Problem to solve>
Below this line is a set of entries; quote exactly the lines from the line that contains "If you could point to the bolt" to the line that contains "If you could point to the wooden plank", both lines included.

Data for this task>
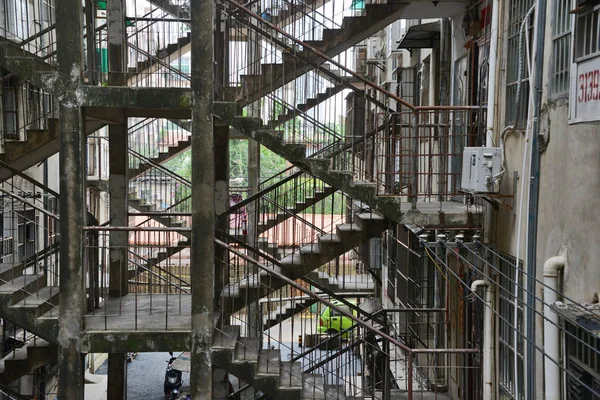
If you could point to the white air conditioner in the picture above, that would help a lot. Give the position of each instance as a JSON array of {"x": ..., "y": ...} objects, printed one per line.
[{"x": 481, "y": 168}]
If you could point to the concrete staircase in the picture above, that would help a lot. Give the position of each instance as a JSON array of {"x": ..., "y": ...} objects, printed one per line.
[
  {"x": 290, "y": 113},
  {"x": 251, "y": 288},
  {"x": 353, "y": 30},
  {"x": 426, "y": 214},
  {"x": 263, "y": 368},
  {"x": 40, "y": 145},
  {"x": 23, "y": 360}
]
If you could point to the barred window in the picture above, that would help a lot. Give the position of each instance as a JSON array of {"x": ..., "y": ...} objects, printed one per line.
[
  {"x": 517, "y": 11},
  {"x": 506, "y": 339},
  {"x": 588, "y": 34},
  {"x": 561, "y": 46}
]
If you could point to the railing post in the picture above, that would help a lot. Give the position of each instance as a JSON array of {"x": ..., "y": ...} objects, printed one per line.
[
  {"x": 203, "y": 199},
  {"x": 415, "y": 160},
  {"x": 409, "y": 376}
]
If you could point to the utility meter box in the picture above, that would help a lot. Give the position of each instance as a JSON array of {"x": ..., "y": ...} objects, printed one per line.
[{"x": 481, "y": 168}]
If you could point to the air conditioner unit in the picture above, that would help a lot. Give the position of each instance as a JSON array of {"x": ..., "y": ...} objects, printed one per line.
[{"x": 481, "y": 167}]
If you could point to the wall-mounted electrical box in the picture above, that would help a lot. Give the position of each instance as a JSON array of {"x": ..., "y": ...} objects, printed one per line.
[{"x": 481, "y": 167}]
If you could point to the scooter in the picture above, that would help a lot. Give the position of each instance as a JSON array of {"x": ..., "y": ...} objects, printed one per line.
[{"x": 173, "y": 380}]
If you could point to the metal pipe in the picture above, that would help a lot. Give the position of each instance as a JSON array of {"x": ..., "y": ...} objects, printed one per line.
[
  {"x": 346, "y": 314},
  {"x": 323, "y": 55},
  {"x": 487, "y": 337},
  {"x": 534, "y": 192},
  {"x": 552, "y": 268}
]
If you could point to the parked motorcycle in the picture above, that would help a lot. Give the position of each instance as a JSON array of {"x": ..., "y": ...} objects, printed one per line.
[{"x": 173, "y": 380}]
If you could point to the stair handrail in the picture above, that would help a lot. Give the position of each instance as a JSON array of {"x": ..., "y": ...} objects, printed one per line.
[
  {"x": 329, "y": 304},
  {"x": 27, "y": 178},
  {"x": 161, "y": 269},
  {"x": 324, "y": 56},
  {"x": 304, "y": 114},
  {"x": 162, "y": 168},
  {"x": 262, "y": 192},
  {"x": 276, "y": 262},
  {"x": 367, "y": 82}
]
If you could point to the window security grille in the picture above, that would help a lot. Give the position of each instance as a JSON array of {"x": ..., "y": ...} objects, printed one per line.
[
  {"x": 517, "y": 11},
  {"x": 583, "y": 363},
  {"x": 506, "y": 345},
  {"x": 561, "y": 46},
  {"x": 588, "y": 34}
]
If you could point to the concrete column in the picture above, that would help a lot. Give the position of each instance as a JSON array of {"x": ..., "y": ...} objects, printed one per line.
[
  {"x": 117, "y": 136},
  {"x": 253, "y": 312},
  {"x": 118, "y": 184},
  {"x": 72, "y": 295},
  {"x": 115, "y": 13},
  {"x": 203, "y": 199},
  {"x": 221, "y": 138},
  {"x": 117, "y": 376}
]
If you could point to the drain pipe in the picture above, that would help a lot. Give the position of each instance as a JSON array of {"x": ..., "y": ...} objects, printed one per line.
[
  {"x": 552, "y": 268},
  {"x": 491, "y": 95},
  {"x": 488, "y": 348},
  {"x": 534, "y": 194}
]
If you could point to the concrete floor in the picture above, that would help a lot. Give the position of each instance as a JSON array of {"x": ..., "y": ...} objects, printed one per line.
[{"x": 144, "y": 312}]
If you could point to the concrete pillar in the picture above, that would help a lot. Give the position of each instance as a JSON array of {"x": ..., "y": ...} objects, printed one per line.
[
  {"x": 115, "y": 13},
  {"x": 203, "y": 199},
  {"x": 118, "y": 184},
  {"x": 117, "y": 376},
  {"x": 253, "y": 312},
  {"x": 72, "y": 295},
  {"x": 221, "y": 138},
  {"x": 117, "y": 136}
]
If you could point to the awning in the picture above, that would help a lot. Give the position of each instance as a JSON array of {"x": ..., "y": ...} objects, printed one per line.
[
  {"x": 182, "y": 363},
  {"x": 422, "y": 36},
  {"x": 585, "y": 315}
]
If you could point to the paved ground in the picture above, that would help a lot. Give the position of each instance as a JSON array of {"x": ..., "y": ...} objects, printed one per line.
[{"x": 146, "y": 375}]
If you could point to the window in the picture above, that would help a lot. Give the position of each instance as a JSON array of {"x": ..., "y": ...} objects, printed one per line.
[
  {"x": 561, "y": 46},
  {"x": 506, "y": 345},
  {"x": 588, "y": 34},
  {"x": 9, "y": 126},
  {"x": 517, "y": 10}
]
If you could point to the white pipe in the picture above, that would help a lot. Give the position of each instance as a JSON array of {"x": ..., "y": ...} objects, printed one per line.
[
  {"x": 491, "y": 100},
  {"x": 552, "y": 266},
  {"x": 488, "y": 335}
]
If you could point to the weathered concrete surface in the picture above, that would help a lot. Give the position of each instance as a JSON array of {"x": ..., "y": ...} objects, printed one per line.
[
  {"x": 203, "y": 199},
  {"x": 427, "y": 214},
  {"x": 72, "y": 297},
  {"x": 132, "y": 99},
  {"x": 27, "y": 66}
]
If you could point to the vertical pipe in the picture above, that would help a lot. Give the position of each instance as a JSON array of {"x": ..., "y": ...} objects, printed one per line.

* * *

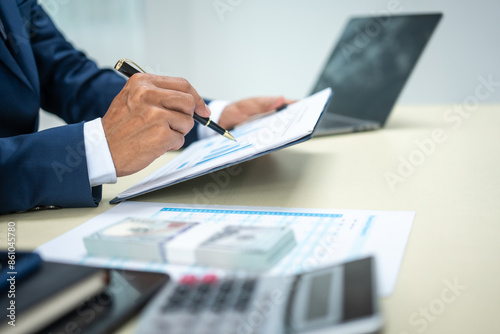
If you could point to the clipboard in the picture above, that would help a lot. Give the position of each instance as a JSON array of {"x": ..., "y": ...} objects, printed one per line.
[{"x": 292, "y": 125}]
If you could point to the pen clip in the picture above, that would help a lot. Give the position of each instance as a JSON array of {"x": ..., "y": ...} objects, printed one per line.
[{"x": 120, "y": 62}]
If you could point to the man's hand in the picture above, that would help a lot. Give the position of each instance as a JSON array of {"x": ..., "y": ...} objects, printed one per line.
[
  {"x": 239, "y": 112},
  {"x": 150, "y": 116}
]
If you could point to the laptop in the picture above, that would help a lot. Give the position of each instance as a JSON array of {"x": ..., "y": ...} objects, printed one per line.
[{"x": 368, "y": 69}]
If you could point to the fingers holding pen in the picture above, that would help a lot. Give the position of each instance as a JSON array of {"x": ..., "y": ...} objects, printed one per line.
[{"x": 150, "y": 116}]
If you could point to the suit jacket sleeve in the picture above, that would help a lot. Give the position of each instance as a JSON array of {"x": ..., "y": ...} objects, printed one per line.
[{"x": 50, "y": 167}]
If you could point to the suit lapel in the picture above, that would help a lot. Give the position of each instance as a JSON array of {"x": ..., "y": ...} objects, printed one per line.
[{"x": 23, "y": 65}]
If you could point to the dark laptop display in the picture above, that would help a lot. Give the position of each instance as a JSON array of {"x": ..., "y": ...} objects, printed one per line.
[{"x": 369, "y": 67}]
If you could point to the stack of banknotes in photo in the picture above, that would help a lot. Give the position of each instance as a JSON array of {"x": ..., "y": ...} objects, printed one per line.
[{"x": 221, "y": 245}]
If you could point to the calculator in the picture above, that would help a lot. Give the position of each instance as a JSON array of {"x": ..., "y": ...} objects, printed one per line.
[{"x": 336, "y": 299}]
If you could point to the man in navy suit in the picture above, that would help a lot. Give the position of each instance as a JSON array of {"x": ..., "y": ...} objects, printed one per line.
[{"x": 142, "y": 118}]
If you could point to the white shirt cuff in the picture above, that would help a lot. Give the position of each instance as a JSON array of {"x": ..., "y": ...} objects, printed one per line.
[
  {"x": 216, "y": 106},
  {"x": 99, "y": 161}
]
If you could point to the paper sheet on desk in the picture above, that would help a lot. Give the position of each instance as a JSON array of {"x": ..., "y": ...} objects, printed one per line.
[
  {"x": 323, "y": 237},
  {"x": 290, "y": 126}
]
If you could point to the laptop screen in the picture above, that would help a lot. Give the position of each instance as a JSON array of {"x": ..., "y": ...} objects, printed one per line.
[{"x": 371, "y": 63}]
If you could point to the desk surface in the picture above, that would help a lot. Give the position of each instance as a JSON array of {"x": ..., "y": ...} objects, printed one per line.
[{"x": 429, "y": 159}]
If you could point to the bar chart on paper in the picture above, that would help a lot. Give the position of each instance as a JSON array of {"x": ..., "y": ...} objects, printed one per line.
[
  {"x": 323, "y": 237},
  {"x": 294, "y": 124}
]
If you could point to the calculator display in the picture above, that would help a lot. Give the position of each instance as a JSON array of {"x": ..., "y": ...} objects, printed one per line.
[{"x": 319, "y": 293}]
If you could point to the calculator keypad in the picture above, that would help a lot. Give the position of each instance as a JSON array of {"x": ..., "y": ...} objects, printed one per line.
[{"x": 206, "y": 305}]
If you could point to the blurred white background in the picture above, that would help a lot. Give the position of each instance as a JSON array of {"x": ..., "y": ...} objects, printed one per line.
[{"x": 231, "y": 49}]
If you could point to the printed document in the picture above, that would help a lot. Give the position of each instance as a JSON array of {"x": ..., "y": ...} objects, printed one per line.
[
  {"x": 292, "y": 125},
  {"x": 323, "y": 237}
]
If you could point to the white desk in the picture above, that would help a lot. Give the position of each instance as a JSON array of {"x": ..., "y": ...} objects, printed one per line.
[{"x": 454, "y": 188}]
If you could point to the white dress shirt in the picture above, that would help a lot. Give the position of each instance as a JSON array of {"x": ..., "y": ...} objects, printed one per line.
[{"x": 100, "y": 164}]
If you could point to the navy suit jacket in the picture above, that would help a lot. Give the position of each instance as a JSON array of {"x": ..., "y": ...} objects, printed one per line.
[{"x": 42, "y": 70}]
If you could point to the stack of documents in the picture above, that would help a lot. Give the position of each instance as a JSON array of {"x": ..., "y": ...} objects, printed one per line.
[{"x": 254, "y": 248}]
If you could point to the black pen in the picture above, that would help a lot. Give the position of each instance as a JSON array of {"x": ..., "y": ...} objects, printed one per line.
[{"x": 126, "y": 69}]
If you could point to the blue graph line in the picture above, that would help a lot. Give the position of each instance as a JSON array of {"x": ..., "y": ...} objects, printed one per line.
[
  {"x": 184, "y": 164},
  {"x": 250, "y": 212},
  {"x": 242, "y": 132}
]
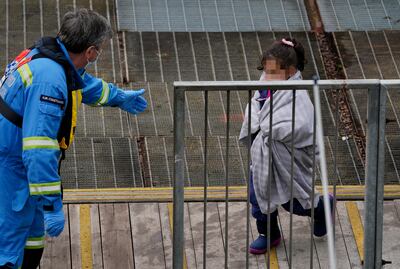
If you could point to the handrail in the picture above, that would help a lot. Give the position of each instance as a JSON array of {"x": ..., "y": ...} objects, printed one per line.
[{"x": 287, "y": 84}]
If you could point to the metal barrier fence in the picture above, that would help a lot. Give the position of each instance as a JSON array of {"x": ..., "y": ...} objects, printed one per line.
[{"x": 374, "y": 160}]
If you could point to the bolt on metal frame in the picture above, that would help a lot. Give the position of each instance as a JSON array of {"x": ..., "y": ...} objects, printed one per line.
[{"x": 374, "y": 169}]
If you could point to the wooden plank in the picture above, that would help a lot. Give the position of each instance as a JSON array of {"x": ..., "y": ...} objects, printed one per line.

--

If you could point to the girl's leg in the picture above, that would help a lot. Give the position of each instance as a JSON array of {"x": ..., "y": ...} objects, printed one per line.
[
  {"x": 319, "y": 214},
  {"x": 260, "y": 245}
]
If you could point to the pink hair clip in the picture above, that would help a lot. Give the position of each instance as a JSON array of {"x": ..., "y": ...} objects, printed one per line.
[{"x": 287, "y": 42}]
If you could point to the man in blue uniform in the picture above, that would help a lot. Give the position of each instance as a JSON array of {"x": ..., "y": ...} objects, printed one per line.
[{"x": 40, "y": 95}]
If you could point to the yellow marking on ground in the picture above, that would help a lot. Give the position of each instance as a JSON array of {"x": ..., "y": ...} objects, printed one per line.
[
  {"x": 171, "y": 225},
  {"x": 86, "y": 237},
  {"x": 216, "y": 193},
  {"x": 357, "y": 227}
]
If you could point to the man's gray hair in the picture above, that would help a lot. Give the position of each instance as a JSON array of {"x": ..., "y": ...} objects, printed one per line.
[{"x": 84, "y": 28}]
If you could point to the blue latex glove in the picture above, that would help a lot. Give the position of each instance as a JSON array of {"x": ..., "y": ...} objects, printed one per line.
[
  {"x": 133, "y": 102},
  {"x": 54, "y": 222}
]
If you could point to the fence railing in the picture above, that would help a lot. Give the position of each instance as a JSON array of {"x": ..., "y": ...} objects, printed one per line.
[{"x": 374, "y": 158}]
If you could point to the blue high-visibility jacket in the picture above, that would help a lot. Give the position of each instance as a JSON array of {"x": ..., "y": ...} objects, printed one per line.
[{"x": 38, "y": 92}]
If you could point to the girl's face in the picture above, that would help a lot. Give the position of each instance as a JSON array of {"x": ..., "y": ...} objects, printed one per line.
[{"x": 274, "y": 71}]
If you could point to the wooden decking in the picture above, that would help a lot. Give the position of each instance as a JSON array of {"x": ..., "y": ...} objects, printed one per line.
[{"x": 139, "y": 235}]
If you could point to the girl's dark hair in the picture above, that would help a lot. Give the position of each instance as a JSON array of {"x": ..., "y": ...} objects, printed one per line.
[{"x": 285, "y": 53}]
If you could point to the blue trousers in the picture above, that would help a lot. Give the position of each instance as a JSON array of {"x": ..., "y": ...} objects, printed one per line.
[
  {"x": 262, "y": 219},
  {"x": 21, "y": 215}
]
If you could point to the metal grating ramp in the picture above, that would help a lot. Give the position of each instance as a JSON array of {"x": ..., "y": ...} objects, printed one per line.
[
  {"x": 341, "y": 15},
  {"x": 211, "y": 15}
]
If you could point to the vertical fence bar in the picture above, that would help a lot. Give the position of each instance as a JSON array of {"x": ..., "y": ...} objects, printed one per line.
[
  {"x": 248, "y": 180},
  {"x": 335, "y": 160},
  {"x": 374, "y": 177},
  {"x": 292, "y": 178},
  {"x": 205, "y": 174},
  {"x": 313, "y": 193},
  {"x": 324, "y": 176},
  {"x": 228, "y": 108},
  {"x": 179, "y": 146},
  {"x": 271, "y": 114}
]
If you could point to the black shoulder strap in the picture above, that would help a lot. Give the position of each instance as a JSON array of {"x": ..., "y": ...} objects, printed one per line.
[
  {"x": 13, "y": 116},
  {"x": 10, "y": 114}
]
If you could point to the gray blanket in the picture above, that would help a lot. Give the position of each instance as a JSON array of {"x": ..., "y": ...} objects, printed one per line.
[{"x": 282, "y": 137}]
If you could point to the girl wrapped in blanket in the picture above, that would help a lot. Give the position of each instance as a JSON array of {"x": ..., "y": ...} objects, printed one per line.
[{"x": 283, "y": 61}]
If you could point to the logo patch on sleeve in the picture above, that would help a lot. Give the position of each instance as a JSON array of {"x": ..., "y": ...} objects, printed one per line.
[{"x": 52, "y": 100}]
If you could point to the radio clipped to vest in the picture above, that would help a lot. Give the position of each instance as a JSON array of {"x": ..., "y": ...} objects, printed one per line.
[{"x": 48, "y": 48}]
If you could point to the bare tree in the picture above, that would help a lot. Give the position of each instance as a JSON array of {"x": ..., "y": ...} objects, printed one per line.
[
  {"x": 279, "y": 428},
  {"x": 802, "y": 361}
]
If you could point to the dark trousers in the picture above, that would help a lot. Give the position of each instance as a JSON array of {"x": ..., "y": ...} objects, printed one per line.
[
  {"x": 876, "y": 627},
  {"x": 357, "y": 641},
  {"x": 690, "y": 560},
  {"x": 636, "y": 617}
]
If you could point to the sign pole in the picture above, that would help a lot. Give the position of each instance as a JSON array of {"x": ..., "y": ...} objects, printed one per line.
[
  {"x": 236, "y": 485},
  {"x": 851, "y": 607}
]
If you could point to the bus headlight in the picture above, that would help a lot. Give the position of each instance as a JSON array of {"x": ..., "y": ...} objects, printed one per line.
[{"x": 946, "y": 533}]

Task answer>
If you could point to the bolt on metal frame in the picture above, that would help a lot. Give the position of each instance as a JSON array of {"x": ..., "y": ...} objects, printed one per line.
[{"x": 374, "y": 169}]
If you could point to the wooden plank in the picture above, that would help a lot. Give the position of each instance as a JSON array of {"x": ..., "y": ...} objects, printed one per line.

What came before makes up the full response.